Your objective — Please recast the records from the line with "[Batch spec] Target class: gold" through the line with "[[1046, 271, 1097, 317], [421, 364, 477, 419]]" as a two-column CSV with the headers record_text and answer, one row per record. Wrap each field in double quotes and replace line breaks with spaces.

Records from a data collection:

"""

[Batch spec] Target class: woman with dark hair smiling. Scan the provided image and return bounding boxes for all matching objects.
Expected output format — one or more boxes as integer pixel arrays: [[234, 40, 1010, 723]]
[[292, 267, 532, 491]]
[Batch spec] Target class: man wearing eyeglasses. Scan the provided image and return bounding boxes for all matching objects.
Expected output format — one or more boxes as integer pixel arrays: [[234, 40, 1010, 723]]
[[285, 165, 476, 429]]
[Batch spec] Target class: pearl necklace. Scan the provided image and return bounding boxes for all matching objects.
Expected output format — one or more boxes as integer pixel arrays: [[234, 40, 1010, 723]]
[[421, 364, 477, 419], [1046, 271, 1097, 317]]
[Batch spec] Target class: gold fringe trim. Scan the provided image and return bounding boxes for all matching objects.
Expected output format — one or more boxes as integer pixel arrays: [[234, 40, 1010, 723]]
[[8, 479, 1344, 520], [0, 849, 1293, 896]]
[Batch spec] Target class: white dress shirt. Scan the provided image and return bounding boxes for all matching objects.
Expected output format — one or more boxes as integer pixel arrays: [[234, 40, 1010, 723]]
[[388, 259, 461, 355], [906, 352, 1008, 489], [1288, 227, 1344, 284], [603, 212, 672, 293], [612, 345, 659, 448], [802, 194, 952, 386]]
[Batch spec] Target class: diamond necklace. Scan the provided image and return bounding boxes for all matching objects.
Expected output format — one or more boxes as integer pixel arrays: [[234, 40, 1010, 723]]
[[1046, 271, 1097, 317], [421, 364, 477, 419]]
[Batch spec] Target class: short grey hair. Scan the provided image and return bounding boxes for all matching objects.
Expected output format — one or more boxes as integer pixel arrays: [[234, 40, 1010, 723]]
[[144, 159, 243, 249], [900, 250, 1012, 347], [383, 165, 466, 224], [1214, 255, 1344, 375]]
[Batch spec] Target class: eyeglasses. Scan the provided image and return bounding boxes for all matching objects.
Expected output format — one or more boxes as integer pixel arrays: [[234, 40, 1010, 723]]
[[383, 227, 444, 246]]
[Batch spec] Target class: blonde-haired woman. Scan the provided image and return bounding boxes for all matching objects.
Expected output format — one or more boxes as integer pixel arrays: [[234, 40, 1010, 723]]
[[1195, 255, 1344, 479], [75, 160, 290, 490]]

"""

The solution —
record_text,answer
"[Batch spec] Target class: gold fringe trim. Scan the provided image and return bounding boxes for all matching objects. Expected output format — one or more boxes as integer pixel arrays: [[234, 40, 1010, 723]]","[[8, 479, 1344, 520], [0, 849, 1293, 896]]"
"[Batch spec] Target class: white dress shirt. Scan the provided image and return bounding boxes for all matching objects. Expected output format — one or more boxes as integer pixel arrays: [[234, 40, 1010, 723]]","[[388, 259, 461, 355], [906, 352, 1008, 489], [1288, 227, 1344, 284], [603, 212, 672, 293], [612, 345, 659, 448], [802, 194, 952, 386]]"
"[Batch spec] Target class: diamond necklace. Scan the provided image and return bounding boxes for all matching objects. Expected output format — one or more boxes as integer pixel arrays: [[234, 40, 1010, 723]]","[[1046, 271, 1097, 317], [421, 364, 477, 419]]"